→ SHORT EXERCISE:
Pictures stay out of the copy; set down each line of the listing below exactly.

Excerpts of labeled region data:
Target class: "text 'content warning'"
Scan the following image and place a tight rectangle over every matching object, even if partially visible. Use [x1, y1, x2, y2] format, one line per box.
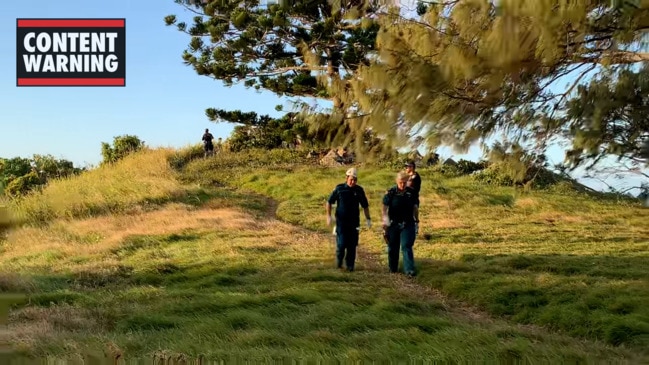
[16, 19, 126, 86]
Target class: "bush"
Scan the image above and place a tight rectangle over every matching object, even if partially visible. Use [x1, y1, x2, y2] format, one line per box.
[101, 134, 145, 164]
[474, 162, 567, 189]
[4, 171, 43, 198]
[455, 160, 488, 175]
[0, 205, 15, 238]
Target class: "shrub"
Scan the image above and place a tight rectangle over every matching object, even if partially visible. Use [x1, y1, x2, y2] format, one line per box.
[474, 162, 566, 189]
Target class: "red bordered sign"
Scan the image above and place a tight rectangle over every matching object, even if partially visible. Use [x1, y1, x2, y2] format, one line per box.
[16, 19, 126, 86]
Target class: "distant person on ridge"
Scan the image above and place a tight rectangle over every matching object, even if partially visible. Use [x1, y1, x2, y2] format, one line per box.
[202, 128, 214, 157]
[406, 161, 421, 195]
[325, 168, 372, 271]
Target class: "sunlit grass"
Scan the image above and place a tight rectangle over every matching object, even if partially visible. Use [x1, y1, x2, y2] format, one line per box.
[0, 146, 649, 363]
[13, 149, 184, 222]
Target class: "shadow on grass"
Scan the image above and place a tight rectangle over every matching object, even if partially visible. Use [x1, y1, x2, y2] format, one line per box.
[3, 247, 636, 362]
[484, 194, 516, 208]
[415, 253, 649, 349]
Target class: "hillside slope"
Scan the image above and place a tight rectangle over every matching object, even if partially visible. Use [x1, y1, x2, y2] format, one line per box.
[0, 150, 649, 363]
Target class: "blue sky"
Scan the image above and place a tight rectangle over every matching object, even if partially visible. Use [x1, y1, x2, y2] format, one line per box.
[0, 0, 282, 166]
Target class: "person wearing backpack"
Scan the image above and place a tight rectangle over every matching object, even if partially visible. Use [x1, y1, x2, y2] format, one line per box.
[382, 171, 419, 277]
[406, 161, 421, 195]
[201, 128, 214, 157]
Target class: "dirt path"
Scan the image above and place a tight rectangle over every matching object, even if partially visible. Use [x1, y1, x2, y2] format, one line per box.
[249, 191, 646, 363]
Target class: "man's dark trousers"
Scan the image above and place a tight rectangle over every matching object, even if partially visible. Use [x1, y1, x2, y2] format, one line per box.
[388, 223, 416, 275]
[336, 225, 359, 271]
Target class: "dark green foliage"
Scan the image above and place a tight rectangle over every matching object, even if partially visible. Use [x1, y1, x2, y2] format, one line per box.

→ ANSWER FOR THIS EXERCISE:
Target class: "text 'content warning'"
Scan the following image and place a tight rectangle over every matching object, even if partially visible. Use [x1, y1, x2, y2] format, one line per box.
[16, 19, 126, 86]
Target class: "bush"
Scan the image above and place a tight rectangle over every matching object, even if partially visible. Use [x1, y1, x2, y2] format, one line per box.
[101, 134, 145, 164]
[474, 162, 567, 189]
[4, 171, 43, 198]
[455, 160, 488, 175]
[0, 205, 15, 238]
Target class: "shrub"
Scan the image above and place a tight rectangle over every matching object, even if partially visible. Use [x1, y1, x2, y2] format, one line per box.
[474, 162, 566, 189]
Target class: "red bordered sign"
Scan the image above and place a tight rectangle over every matching object, even if partially visible. Use [x1, y1, x2, y2] format, one line per box.
[16, 19, 126, 86]
Target class: "distant person on ridge"
Scan the image above and place a tight rectangle over every matching object, even if partially visible. Use [x1, y1, x2, y2] format, one line per box.
[202, 128, 214, 157]
[406, 161, 421, 195]
[325, 168, 372, 271]
Target class: "sunlit grass"
Scan the image above and place a tight rectangle over every matching object, even if partially visible. Use [x1, y1, x2, y2] format, one line per box.
[0, 146, 649, 363]
[13, 149, 184, 222]
Target class: "shadow on grass"
Scan the image above and place a tight rectangle over every matching object, even if partially visible. Use [x1, y1, x2, y2] format, one line per box.
[3, 247, 636, 362]
[484, 194, 516, 208]
[415, 253, 649, 349]
Target class: "hillside slope"
Scan the image above and place a tight rectangle over every matching object, even if partially visible. Use [x1, y1, x2, y2] format, one line per box.
[0, 150, 649, 363]
Target class: "blue sky"
Scan the image above and place a tight rectangle over every matching object, even if partially visible. Use [x1, y1, x2, y2] format, one line per box.
[0, 0, 282, 166]
Target class: "person wearing backpack"
Scan the image above and place a tight rectangle over every matching object, even if partially visible. Use [x1, y1, x2, y2] format, one line per box.
[382, 171, 419, 277]
[406, 161, 421, 195]
[201, 128, 214, 157]
Target class: "dirt path"
Scan the image above and place a tight rectangle over every matching object, even if partially visible. Use [x1, y1, x2, y2] format, one line per box.
[249, 191, 646, 363]
Target class: "man's dark trousers"
Scan the image above and place a tight rectangle over every matching object, even if partially visible. Use [x1, y1, x2, y2] format, one line per box.
[388, 223, 416, 275]
[336, 225, 359, 271]
Target class: "dark green foliage"
Scan the image above and place a tight rectangle over every matching object, even if partially visible. Use [x1, y1, x2, y2] format, one line per box.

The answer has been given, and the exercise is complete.